> [WHAT IS ASKED]
Count the lines of the data below that contain the word "statue", and reply with only that number.

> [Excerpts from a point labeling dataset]

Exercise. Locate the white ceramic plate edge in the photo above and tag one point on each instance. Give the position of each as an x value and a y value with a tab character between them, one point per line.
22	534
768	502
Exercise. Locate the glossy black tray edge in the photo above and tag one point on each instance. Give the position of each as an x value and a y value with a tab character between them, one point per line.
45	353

--

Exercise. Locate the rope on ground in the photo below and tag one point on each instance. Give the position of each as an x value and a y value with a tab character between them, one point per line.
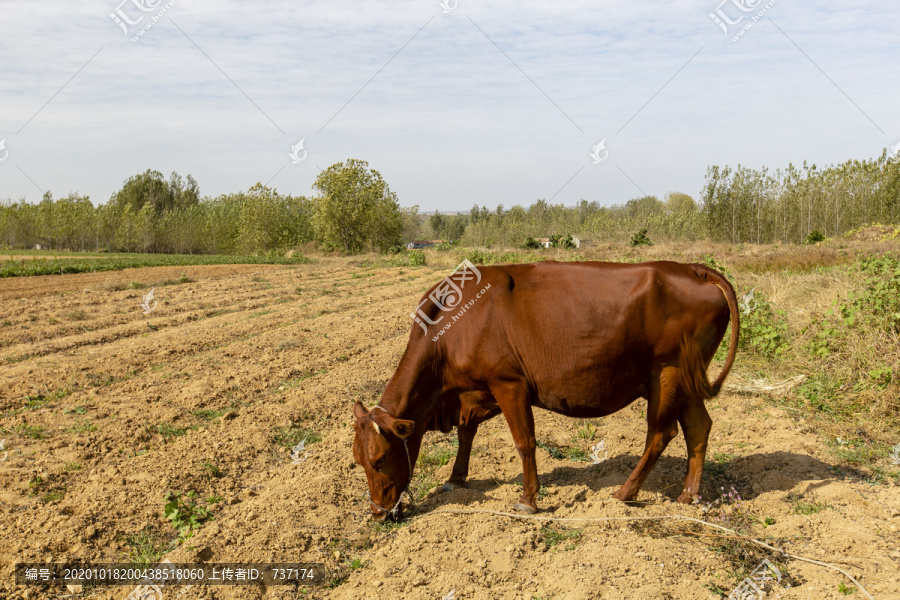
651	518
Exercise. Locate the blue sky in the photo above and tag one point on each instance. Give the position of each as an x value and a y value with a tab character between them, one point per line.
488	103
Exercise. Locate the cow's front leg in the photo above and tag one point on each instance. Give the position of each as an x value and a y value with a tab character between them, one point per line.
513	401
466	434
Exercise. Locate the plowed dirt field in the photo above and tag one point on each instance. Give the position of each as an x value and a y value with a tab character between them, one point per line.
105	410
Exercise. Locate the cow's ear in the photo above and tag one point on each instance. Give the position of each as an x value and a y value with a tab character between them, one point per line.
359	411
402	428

...

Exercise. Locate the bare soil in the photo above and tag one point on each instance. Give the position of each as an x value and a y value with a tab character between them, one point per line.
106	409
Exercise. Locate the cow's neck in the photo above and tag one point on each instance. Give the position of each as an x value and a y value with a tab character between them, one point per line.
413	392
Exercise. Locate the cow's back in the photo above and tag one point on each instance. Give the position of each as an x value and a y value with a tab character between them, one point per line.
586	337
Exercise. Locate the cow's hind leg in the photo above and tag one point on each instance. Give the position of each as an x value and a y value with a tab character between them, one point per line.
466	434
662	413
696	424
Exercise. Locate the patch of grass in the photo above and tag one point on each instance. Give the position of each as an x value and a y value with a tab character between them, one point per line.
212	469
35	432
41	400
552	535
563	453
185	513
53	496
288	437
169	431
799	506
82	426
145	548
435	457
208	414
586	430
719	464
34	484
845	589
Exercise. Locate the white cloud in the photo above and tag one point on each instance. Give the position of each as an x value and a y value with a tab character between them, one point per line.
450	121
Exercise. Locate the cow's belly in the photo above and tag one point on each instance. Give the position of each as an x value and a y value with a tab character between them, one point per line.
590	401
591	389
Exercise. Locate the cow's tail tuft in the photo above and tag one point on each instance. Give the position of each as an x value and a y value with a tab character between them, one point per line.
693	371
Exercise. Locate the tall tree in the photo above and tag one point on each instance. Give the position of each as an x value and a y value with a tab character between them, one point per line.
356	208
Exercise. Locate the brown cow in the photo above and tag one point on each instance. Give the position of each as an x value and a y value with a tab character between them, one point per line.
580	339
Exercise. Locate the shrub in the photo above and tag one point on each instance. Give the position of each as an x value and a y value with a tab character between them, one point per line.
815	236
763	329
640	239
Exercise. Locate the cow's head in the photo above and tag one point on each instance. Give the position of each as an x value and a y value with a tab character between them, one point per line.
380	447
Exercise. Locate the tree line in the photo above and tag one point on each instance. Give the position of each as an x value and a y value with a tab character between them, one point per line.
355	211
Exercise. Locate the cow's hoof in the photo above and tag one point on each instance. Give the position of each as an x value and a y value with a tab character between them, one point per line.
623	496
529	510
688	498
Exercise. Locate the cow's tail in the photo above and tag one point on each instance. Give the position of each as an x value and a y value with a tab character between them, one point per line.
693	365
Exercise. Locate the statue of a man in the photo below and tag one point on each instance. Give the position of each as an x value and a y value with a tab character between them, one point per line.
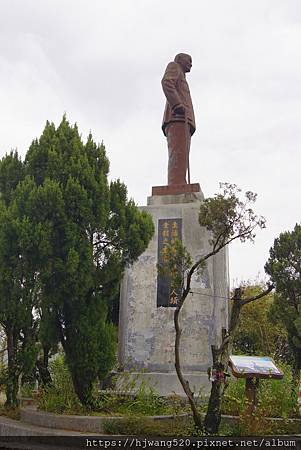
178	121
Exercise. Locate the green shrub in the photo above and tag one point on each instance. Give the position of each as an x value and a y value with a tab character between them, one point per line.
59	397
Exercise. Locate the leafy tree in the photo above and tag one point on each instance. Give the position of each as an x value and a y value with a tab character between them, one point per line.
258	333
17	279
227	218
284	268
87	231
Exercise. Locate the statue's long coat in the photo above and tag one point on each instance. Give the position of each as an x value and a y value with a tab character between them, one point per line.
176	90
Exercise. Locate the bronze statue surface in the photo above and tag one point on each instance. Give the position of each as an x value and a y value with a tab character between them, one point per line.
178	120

> [FINISHED EXERCISE]
3